Exercise material
--- START ---

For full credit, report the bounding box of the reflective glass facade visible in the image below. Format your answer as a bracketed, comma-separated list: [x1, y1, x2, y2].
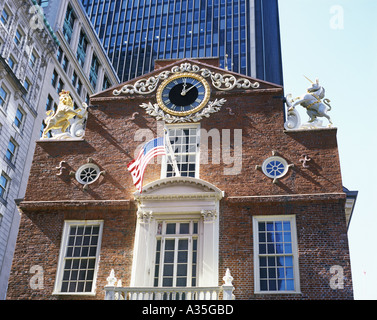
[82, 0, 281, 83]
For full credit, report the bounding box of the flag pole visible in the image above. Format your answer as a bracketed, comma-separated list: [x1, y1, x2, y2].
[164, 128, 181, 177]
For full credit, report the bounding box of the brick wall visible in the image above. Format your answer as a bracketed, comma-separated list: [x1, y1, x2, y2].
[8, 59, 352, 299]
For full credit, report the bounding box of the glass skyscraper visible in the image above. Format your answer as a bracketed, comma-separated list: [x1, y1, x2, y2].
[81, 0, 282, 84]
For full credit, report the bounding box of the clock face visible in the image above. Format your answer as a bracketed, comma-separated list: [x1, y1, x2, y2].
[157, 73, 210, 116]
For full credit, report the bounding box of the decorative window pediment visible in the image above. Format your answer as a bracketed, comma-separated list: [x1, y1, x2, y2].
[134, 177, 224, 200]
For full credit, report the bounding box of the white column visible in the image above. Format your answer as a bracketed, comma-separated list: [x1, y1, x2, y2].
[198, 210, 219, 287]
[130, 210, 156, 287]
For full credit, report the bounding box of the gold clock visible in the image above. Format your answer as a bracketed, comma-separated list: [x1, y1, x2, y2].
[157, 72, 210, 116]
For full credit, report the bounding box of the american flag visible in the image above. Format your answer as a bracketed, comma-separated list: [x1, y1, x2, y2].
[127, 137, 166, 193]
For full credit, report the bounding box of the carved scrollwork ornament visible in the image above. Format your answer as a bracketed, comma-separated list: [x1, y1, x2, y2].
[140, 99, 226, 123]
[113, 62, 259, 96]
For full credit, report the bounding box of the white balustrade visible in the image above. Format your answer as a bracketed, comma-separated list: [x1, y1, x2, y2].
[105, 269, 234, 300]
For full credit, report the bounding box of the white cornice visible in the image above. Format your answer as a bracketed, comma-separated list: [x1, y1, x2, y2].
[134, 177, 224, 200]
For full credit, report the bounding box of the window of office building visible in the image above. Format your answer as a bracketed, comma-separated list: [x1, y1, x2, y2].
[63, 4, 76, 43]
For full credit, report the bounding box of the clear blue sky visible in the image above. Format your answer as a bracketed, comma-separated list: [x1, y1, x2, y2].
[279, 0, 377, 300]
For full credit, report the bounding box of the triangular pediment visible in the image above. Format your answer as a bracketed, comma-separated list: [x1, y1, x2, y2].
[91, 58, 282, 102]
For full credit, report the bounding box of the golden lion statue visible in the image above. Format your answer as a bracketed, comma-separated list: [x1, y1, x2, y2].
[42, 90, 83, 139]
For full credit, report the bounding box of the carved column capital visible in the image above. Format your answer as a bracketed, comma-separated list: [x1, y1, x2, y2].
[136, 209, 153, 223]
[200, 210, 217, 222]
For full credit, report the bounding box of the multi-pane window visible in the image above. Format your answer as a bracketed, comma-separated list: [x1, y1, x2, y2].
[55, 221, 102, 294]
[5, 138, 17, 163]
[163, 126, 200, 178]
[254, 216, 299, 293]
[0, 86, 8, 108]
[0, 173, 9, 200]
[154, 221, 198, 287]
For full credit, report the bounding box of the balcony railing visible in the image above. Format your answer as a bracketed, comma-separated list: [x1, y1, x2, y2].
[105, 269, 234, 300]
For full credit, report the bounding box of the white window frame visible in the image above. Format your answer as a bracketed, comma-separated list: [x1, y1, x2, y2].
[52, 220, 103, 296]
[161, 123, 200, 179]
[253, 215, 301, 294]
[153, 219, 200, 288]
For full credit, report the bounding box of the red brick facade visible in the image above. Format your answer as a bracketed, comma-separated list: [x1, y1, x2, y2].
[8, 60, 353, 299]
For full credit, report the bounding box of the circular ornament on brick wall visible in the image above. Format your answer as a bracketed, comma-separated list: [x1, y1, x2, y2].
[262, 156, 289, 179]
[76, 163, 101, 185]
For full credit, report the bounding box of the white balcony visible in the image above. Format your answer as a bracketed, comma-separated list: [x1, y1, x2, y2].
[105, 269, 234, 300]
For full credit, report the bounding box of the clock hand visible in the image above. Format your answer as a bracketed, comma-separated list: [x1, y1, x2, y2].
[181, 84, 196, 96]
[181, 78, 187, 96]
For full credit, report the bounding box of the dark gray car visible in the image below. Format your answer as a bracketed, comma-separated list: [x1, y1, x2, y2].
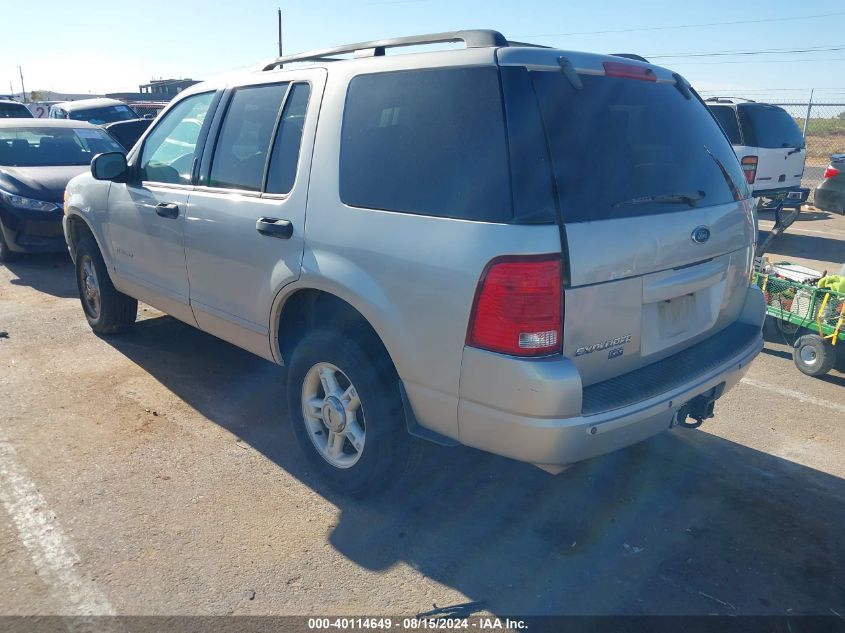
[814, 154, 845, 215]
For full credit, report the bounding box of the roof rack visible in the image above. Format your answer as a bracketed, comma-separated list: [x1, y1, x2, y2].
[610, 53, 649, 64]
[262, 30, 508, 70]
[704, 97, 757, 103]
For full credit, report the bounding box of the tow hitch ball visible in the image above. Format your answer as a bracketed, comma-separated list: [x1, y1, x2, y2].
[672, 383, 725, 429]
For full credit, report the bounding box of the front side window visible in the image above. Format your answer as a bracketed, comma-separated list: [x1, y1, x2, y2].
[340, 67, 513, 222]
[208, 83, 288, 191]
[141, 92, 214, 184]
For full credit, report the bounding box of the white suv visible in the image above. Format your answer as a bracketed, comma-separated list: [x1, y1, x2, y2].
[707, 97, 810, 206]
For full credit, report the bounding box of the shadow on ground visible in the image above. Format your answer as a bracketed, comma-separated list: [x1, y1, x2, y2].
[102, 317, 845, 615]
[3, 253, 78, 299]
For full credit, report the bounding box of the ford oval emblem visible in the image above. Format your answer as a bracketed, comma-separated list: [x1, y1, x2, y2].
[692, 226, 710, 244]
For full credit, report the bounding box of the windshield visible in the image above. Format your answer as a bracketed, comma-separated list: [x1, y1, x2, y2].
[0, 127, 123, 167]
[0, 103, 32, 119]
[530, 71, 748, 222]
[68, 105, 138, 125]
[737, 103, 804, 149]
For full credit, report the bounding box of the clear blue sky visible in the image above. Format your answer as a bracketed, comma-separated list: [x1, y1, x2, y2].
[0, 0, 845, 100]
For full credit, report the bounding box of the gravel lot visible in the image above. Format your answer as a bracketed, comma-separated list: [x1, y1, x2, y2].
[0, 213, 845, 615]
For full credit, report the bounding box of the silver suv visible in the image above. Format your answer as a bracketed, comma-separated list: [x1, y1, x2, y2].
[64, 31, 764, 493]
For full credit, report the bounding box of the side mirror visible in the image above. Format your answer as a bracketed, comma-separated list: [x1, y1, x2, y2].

--- END ---

Exercise
Reproduce every item above word for word, leaving out the pictures.

Full response
For full credit, report the bounding box of the reflective glass facade visible in the image below. Format your answer as a bracketed, comma-separated list: [x1, y1, x2, y2].
[82, 0, 281, 83]
For full credit, report the bounding box of the flag pole visible in the image above. Format your answer as a bracketed, comma-separated list: [x1, y1, x2, y2].
[164, 128, 181, 177]
For full credit, report the bounding box of the brick wall visible in the image above. Format your answer as a bracketed, comma-separated list: [x1, y1, x2, y2].
[8, 59, 352, 299]
For full credit, report the bounding box of the glass skyscraper visible in the image above. Format your answer as a bracketed, comma-separated list: [x1, y1, x2, y2].
[81, 0, 282, 84]
For full credit, report the bounding box of the clock face visible in the image above. Format your answer as a bracketed, comma-separated list: [x1, y1, x2, y2].
[157, 73, 210, 116]
For full credit, report the bounding box of the decorative window pediment visible in the image above. Format your answer as a bracketed, comma-separated list: [x1, y1, x2, y2].
[134, 177, 224, 200]
For full credit, report the bounding box of the white column visible in the image above. Format your answer as a bracketed, comma-separated list: [x1, y1, x2, y2].
[198, 210, 219, 287]
[130, 210, 156, 287]
For full credit, report the bounding box of the gold clock visible in the image above. Format your answer as a bracketed, comma-separated list: [x1, y1, x2, y2].
[157, 72, 210, 116]
For full credit, report the bounding box of the american flag visible in the image above. Format your answer as a bracketed, comma-separated list: [x1, y1, x2, y2].
[127, 137, 166, 193]
For full credit, report the bounding box of the carved scrollwork ornament visible in the image above. Format your answer as a bracketed, comma-separated list: [x1, y1, x2, y2].
[140, 99, 226, 123]
[113, 62, 259, 96]
For full credit, report the bounding box of the white balustrade visible in the image above. Format your answer as a bracketed, comma-separated list: [x1, y1, x2, y2].
[105, 269, 234, 300]
For full credit, report the bounding box of the white cornice visible in the image above. Format your answer as a bracketed, comma-separated list: [x1, y1, x2, y2].
[134, 177, 224, 200]
For full credit, report the bounding box of the window of office building visible in the image above. Format your answer as a bracketed, comma-separated list: [x1, y1, x2, y2].
[63, 4, 76, 43]
For full credit, report the bounding box of the clear blue sky visible in the image above. Format your answer as a bracketed, comma-separated list: [x1, y1, x2, y2].
[279, 0, 377, 300]
For full credit, report the bounding box of the triangular pediment visible in the image above. Format your answer as a bracketed, comma-separated list: [x1, y1, x2, y2].
[91, 58, 282, 102]
For full credit, report the bounding box of the golden lion statue visible in the image above. Format your answer as a bracketed, comma-separated list: [x1, y1, x2, y2].
[42, 90, 83, 139]
For full credit, report the bounding box of the carved column capital visible in the image above. Format your answer as a bracketed, comma-separated list: [x1, y1, x2, y2].
[136, 209, 153, 223]
[200, 210, 217, 222]
For full credit, report the bounding box of the multi-pane window visible in the image above. Format your answer as a bracketed, comma-separated list: [x1, y1, x2, y2].
[55, 221, 102, 294]
[5, 138, 17, 163]
[163, 126, 200, 178]
[254, 216, 299, 293]
[0, 86, 8, 108]
[0, 173, 9, 200]
[154, 221, 198, 287]
For full credit, report the bounding box of the balcony railing visible in the image above. Format your answer as a bracketed, comma-separated list: [x1, y1, x2, y2].
[105, 269, 234, 300]
For full credit, report the bounding box of the white window frame visible in the image above. Format your answer as a bracketed, comma-separated list: [x1, y1, x2, y2].
[52, 220, 103, 296]
[161, 123, 200, 179]
[253, 215, 301, 294]
[153, 219, 200, 288]
For full credit, report the bounding box of the red brick facade visible in the image above. Format your answer as a bracketed, comma-separated list: [x1, y1, x2, y2].
[8, 60, 353, 299]
For full credit, report the bounding box of the circular ornament on brick wall visible in the image above. Format your answer as a bracketed, comma-separated list: [x1, y1, x2, y2].
[262, 156, 289, 179]
[76, 163, 101, 185]
For full credit, report the bounding box of the white balcony visible in the image above. Format your answer as a bracketed, comma-separated list: [x1, y1, x2, y2].
[105, 269, 234, 300]
For full credit, report the bounding box of the clock hand visible in the image above. Format your answer as a bracketed, comma-separated list: [x1, y1, x2, y2].
[181, 84, 196, 96]
[181, 78, 187, 96]
For full credit, report the bounding box of the dark gray car visible in the image below. Format your answer as a bracketed, comma-separated list: [x1, y1, x2, y2].
[814, 154, 845, 215]
For full credit, report the bounding box of the roof rack visible in the image above. Format your answer as a bracketed, comma-separated list: [x1, y1, x2, y2].
[610, 53, 649, 64]
[262, 30, 508, 70]
[704, 97, 757, 103]
For full credit, report the bounding box of the tow hitch ball visible in the image above. Format your answer as a bracketed, comma-separated list: [x1, y1, x2, y2].
[672, 383, 725, 429]
For full credit, report the bounding box of the front side window visible in the image above. Format your answer as a bracketed, comma-separated list: [x1, y1, x2, y2].
[340, 67, 513, 222]
[208, 83, 288, 191]
[141, 92, 214, 184]
For full credit, report the bounding box of the white suv visible in the image above. Format your answer as a bracketed, comma-separated list: [x1, y1, x2, y2].
[707, 97, 810, 206]
For full credit, report the bounding box of the shadow on ground visible in the image above. Format your answer as a bracketed, comma-separated list: [x1, y1, x2, y2].
[102, 317, 845, 615]
[3, 253, 78, 299]
For full credit, report the bounding box of the ford oval emblem visible in the image above. Format your answer as a bracketed, comma-separated list: [x1, y1, x2, y2].
[692, 226, 710, 244]
For full credit, report the bounding box of the windshield visible in the image above. Format your answer as a bracketed, comma-separated list: [x1, y1, x2, y2].
[0, 127, 123, 167]
[0, 103, 32, 119]
[530, 71, 748, 222]
[68, 105, 138, 125]
[737, 103, 804, 149]
For full credit, report the bounding box of the clear blue sky visible in the image above. Format your answer as a bracketed, comma-separated list: [x1, y1, x2, y2].
[0, 0, 845, 100]
For full credit, report the bounding box of the gravel lot visible in the image above. Format your answer as a bracketed, comma-separated list: [x1, y1, x2, y2].
[0, 213, 845, 615]
For full credit, report the bounding box of the silver suv visible in the image above. Format your answer as a bracketed, comma-separated list: [x1, y1, x2, y2].
[64, 31, 764, 493]
For full credit, report the bounding box of the side mirror visible in the image above. Format your answer as a bracketed, comma-separated list: [x1, y1, x2, y2].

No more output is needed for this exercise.